**PROBLEMS AND TASKS:**
1 – Name every person in the passage below on church customs in France and Belgium who is identified by name.
2 – Write the next part of the passage below on church customs in France and Belgium, picking up after its final sentence.

**SELECTION:**

— Start —

I ask one of the young ladies to repeat the Commandments, and she gives me the same, or a part of those rhymed ones which I saw in the Lyons prayer-book, and which I heard quoted in Paris and repeated in the north. And, as once before, the question is asked whether I want the commandments of God, for there are also commandments of the Church, already quoted herein.

I have before mentioned how, in the north of France, Mr. Salmier said that the men talked in church. Mrs. Willems says that there was, in a Belgian village, now more than twenty years ago, a curé who had a flock of which the men were accustomed to leave the church when he went up into his chair of truth, or pulpit. Observing this, the curé took off his white surplice, and went around to the taverns and said, "When you have finished drinking I will finish my sermon." Then they were all afraid, and went back to church. Their habit had been not to leave church entirely, but only while the sermon lasted, and then return. In the same village, every one went to confession at least once a year, and Madame Willems adds that there was in the village a certain man who was very profane, and to whom the curé gave as a penance to repeat a certain number of prayers. But as he could not read and write, he made use of a chaplet, or rosary. Once he had sworn so much that the curé assigned to him a penance of sixty chaplets. There was in the same village a certain old woman named Marianne, who could not work. She was nearly blind and quite poor, and all the sinners, says Madame W., went to her to get her to pray their chaplets; and the chapel, too, was quite near her, where she went to pray.

— End —

**GIVEN INFORMATION:**

— Start —

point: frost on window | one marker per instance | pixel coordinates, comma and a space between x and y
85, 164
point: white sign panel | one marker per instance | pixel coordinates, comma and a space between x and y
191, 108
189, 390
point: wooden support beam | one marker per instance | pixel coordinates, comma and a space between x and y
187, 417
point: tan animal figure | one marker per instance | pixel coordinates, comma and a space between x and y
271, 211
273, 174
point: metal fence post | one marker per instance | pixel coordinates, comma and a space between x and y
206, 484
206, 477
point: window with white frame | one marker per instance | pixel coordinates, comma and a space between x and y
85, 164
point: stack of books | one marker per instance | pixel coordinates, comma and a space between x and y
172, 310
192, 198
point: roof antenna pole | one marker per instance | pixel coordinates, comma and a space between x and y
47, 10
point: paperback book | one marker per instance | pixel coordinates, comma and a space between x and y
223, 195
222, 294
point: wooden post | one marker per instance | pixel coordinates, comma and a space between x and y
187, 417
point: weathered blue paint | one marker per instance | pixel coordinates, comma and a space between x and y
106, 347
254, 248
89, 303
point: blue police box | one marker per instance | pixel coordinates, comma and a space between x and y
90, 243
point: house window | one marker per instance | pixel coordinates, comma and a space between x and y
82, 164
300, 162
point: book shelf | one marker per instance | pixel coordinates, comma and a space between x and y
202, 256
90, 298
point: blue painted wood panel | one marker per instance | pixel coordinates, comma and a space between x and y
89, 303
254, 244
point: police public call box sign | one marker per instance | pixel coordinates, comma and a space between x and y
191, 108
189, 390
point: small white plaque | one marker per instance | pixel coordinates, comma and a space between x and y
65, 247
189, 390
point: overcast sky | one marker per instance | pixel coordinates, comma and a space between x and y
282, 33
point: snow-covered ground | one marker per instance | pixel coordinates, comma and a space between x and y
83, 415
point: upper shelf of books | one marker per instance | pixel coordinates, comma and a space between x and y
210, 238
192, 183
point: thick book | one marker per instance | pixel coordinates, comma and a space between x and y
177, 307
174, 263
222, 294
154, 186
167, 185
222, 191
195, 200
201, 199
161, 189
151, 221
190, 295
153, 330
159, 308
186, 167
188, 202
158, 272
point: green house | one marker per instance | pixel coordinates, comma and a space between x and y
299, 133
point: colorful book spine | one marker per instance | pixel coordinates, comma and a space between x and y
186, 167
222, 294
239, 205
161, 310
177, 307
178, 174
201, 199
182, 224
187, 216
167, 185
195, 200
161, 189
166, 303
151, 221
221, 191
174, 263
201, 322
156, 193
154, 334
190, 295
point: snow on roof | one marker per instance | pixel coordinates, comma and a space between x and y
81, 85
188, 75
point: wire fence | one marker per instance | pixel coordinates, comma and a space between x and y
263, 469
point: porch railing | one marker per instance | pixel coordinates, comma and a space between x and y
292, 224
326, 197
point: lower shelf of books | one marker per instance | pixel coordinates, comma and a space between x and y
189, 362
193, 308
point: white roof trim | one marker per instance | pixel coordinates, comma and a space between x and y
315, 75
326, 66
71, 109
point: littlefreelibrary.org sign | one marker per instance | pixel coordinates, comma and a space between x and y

— End —

**TASK-BY-TASK OUTPUTS:**
1 – Mr. Salmier, Mrs. Willems (also called Madame Willems and Madame W.), and Marianne.

2 –
Our swearing farmer said to the curé, "I cannot pray those sixty chaplets; I'll go to old Marianne." "I prohibit your doing it," said the curé. "But, sir, you are doing wrong to Marianne, who has no other way of getting her living." "I'll pay Marianne myself, and you'll pray the chaplets." So the curé went to see the old woman, and gave her what money he had,-three francs,and told her that she was not to pray the chaplets of the farmer. Then, when the latter came to her with his request, she told him what the curé had said. Then the man began to swear anew, but, recollecting himself, he asked how much the curé had given her. Three francs was all at that time. "Very well; keep them, and I will pay you a franc apiece for the rest, and I will pray the three myself." They laughed a good deal about it in the village, and thought he had paid high for his chaplets.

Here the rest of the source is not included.